# Using clear tubing with honey pump



## RAK (May 2, 2010)

Get yourself some reinforced clear tube. It wont collapse and better flow.


----------



## HarryVanderpool (Apr 11, 2005)

Ask for "wire-wound, suction hose".


----------



## Oldtimer (Jul 4, 2010)

Yes, non reinforced clear tubing will not cut the mustard. Nice as it looks and all.


----------



## My-smokepole (Apr 14, 2008)

I order all my hose parts from McMaster Carr. Using quick connectors all the way. Love it so far. But haven't broke it down yet for the end of the season clean up. So am still in the learning process.


----------



## Ian (Jan 16, 2003)

Use suction hose both ends


----------



## loggermike (Jul 23, 2000)

This works well for pumps -either side.https://www.usplastic.com/catalog/item.aspx?itemid=23579&catid=571


----------



## dtp (Jun 4, 2013)

Use pvc for the intake. Keep the pump at drum height and use a fernco fitting to easily remove the pipe. I have used this method for years to pump honey from barrels.


----------



## johng (Nov 24, 2009)

Or save up your money and buy a pump like the Maxant vertical honey pump that is designed to pump cold honey out of barrels. It will make your life a lot easier. It is a big enough pain to pump out barrels as it is. I can't imagine having to heat the barrel first before you even get started. I've been using the vertical honey pump for 4 or 5 years now and can't imagine being without it. If you are pumping out many barrels a year it will make your life a lot easier. 

But, in the mean time a reinforced suction hose should solve your problem.


----------

· · · · ·

**GOAL 1**
In the honey pump tubing thread, what kind of hose does HarryVanderpool say to ask for?
The forum thread and the rows that come next are unrelated material.

· · · · ·

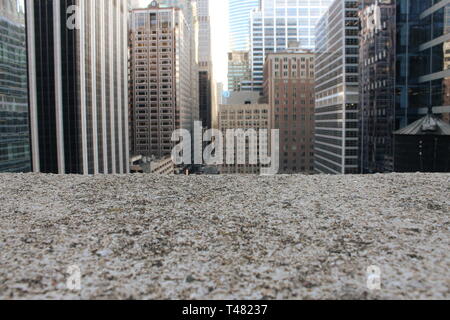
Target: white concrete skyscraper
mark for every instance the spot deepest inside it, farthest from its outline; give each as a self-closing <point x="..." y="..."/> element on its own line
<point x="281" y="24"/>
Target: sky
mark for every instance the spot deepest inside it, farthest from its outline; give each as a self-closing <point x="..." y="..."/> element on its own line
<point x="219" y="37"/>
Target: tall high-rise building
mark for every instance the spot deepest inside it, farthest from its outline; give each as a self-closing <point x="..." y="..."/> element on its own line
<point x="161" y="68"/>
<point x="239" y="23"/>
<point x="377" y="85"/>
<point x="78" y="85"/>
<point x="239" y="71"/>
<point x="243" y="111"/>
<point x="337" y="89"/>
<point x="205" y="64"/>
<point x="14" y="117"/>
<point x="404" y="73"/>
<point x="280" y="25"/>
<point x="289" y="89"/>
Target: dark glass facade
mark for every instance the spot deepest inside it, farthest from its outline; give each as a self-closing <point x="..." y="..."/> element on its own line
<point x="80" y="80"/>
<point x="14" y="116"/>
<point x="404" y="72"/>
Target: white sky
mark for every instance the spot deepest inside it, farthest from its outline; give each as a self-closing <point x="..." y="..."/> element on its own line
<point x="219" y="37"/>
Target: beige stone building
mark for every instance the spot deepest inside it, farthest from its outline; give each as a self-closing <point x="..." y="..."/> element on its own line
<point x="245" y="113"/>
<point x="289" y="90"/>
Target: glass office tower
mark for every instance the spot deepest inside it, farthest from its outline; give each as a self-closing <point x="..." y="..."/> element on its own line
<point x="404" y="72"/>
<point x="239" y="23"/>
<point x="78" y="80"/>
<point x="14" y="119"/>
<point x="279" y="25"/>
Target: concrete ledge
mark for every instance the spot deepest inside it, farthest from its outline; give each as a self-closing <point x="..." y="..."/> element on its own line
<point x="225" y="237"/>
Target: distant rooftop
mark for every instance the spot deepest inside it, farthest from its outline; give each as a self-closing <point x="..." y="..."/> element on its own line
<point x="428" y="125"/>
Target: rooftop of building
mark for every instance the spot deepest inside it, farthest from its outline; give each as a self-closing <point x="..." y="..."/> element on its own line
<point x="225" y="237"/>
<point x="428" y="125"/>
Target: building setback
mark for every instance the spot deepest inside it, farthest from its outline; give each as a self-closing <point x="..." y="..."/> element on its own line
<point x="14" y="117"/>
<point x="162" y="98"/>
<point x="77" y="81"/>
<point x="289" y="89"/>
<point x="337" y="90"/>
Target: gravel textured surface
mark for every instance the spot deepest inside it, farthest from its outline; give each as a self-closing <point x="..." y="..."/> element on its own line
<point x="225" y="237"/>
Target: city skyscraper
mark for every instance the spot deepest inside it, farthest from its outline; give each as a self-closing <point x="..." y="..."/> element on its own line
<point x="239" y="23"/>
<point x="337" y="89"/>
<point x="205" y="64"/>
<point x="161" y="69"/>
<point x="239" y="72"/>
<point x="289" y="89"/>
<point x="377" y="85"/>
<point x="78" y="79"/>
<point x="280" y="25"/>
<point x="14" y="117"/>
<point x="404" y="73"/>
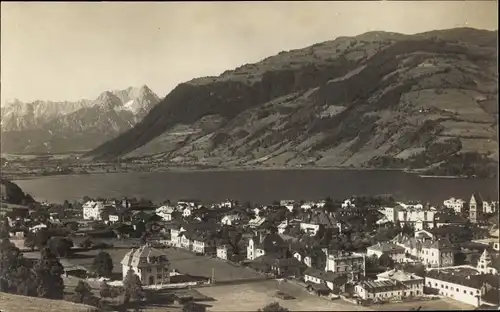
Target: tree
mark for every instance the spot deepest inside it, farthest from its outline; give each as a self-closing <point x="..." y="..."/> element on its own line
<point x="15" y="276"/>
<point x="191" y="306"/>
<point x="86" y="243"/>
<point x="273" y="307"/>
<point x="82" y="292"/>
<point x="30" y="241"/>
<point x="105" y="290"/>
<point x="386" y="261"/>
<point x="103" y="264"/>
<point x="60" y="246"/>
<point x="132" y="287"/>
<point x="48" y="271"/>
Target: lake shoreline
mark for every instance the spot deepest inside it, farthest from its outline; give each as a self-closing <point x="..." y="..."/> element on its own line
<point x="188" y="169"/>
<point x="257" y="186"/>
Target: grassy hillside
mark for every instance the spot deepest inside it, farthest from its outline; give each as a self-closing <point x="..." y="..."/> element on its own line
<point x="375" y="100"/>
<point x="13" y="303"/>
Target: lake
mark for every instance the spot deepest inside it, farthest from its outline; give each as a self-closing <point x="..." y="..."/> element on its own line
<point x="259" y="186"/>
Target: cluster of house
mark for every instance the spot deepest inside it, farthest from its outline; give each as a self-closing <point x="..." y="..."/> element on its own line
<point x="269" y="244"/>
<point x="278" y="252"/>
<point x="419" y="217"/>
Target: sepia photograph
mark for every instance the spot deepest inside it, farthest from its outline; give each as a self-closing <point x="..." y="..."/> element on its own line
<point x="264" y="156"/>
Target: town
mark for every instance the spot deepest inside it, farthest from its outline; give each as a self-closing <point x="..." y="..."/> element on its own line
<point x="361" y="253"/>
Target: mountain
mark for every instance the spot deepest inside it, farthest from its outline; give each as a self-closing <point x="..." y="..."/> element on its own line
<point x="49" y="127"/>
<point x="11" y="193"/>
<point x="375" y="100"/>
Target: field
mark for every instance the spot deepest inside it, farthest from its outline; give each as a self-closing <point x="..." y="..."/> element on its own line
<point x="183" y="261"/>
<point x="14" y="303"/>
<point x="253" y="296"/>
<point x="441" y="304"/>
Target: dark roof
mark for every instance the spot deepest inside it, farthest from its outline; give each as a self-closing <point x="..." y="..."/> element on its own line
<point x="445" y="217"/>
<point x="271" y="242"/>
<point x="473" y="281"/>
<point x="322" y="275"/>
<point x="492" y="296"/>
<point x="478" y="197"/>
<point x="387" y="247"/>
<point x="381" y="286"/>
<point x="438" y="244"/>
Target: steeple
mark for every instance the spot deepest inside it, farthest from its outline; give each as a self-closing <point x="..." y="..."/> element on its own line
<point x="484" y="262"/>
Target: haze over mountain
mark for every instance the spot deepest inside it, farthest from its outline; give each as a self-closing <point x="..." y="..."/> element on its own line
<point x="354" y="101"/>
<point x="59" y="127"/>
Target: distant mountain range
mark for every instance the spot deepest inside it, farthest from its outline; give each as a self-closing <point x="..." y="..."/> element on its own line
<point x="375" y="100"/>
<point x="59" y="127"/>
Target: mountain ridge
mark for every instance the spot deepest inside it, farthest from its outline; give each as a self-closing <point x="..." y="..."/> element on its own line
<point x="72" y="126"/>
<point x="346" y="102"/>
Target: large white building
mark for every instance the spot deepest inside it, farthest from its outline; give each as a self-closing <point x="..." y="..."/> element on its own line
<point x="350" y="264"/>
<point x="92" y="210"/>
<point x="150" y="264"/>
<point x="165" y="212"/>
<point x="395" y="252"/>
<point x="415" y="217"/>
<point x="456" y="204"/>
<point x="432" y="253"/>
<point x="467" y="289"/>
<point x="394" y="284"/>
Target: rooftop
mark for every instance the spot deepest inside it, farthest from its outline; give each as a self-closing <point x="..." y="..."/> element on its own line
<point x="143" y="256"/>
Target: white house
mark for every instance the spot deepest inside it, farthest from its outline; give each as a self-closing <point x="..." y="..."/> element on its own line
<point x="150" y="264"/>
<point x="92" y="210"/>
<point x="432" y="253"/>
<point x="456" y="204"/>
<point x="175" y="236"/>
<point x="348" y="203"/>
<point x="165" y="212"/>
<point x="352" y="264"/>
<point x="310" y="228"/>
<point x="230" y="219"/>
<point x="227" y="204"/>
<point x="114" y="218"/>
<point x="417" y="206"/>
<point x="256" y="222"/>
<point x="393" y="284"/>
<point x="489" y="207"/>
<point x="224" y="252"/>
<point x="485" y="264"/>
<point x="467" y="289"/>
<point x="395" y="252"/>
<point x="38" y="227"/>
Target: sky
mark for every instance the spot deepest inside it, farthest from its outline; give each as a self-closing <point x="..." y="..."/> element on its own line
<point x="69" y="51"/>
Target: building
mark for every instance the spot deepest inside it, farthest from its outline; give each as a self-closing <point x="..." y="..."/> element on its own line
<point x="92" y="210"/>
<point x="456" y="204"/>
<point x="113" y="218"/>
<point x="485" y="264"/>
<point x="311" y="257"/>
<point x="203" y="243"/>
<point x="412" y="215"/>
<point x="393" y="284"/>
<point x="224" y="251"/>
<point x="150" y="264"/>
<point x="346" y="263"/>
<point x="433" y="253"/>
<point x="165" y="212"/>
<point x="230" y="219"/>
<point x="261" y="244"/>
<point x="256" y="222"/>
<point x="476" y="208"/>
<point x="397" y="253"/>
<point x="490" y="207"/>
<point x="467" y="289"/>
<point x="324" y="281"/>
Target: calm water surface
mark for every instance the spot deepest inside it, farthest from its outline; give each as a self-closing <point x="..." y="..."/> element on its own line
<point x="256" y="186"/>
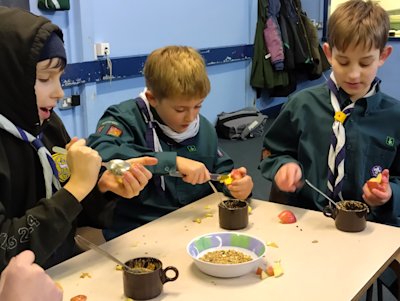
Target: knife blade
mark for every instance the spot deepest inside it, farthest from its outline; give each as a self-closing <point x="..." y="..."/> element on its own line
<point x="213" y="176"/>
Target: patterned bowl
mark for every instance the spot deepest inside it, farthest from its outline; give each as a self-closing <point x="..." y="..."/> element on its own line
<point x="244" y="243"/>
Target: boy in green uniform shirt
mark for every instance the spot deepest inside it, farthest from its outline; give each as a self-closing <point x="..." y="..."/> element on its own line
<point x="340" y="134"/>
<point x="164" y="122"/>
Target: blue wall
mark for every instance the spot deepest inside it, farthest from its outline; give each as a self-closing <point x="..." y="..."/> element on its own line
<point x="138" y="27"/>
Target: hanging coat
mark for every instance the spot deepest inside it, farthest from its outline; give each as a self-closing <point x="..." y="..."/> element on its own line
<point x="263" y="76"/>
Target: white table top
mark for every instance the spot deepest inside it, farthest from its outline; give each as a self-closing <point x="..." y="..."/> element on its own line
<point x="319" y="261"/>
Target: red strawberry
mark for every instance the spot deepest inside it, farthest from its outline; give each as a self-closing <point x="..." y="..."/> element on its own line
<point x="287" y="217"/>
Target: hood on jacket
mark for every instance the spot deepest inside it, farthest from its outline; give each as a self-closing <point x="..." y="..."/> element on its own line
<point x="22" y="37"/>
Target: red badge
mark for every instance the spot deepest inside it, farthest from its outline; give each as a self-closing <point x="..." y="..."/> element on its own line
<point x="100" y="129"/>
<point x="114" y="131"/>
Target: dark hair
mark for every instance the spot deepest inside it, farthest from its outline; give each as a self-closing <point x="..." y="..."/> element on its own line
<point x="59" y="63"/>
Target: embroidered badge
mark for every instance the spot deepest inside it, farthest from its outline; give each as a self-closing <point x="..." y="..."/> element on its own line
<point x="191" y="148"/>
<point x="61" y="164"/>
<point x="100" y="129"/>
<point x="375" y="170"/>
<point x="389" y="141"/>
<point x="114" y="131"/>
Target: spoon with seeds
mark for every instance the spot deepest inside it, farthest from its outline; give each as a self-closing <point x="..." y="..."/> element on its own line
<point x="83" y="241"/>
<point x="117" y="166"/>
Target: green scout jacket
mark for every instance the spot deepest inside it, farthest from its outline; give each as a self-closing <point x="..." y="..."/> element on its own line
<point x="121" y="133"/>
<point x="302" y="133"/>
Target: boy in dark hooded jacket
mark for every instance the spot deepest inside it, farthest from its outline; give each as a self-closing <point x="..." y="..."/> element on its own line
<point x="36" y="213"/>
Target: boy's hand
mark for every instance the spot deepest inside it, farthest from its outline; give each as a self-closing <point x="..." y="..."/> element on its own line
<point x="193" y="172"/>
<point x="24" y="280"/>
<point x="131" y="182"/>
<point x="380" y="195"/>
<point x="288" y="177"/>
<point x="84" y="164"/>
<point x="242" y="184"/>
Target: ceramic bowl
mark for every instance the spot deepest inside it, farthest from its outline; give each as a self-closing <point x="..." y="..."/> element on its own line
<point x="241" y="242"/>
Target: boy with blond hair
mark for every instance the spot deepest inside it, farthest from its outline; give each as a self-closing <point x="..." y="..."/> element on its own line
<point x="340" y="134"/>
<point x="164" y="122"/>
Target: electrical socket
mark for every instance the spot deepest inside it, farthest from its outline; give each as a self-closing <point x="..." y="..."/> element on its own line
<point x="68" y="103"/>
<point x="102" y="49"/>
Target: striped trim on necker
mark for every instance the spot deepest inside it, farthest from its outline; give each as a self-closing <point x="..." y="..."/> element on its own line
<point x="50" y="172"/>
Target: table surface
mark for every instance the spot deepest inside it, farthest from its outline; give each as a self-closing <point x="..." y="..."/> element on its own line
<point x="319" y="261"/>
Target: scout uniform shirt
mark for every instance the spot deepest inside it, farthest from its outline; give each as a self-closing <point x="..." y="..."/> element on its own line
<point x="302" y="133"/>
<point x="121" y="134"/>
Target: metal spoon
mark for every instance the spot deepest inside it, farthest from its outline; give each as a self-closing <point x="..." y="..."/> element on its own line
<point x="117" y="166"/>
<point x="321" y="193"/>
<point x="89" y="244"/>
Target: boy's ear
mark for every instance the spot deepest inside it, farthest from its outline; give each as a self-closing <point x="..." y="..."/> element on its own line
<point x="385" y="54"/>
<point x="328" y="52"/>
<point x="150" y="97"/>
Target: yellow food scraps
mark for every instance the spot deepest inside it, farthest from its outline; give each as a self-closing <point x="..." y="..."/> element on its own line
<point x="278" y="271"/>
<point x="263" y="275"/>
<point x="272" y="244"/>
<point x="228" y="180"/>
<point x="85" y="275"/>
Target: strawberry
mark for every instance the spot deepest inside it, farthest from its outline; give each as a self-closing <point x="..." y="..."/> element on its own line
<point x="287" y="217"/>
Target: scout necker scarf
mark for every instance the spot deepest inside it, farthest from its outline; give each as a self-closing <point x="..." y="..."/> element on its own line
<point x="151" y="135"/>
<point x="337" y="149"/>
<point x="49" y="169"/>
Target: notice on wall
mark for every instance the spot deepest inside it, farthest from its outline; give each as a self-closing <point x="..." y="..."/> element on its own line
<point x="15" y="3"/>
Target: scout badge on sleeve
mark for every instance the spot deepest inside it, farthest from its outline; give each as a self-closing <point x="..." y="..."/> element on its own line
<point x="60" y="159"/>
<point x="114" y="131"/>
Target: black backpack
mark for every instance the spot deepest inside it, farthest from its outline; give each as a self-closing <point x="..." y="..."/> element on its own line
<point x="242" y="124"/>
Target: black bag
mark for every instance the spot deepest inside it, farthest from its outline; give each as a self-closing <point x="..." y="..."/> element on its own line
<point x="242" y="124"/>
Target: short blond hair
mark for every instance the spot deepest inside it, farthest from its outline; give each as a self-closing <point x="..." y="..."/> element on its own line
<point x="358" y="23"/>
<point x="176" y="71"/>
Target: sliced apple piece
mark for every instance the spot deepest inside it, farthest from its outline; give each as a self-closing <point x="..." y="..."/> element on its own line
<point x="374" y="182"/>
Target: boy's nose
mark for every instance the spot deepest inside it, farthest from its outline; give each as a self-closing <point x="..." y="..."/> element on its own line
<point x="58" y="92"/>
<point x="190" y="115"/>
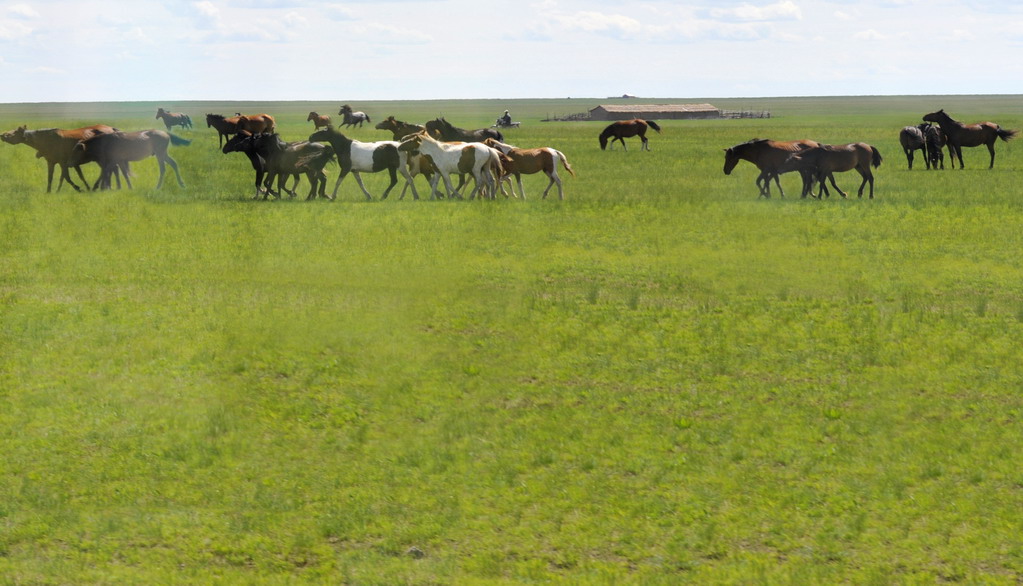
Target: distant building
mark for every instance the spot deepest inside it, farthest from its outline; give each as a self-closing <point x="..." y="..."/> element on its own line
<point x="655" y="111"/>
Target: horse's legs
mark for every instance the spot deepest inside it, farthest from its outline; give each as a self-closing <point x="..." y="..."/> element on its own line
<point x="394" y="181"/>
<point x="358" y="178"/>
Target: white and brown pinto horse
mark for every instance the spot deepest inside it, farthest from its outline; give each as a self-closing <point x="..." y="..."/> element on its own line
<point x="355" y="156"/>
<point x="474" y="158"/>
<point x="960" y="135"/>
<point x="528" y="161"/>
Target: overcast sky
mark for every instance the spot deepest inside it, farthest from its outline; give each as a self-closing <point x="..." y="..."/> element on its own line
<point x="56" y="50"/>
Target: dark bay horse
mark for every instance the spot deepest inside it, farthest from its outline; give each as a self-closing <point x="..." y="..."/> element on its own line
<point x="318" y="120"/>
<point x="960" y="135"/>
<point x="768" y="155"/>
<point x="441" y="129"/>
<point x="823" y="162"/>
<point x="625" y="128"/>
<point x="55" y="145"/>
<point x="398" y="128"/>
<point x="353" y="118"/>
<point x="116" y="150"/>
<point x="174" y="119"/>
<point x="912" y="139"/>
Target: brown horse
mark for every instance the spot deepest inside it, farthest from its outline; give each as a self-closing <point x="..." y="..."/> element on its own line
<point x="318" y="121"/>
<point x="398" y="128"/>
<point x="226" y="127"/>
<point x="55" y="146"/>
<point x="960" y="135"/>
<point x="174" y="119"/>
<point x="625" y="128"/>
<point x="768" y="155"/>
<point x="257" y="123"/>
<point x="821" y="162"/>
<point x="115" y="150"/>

· · · · ·

**GOAL 2**
Count the lines of the rows that contain the string "green", with case counting, and reply with only the number.

**EXERCISE RESPONSE 1**
Wire-wound, suction hose.

**EXERCISE RESPONSE 2**
2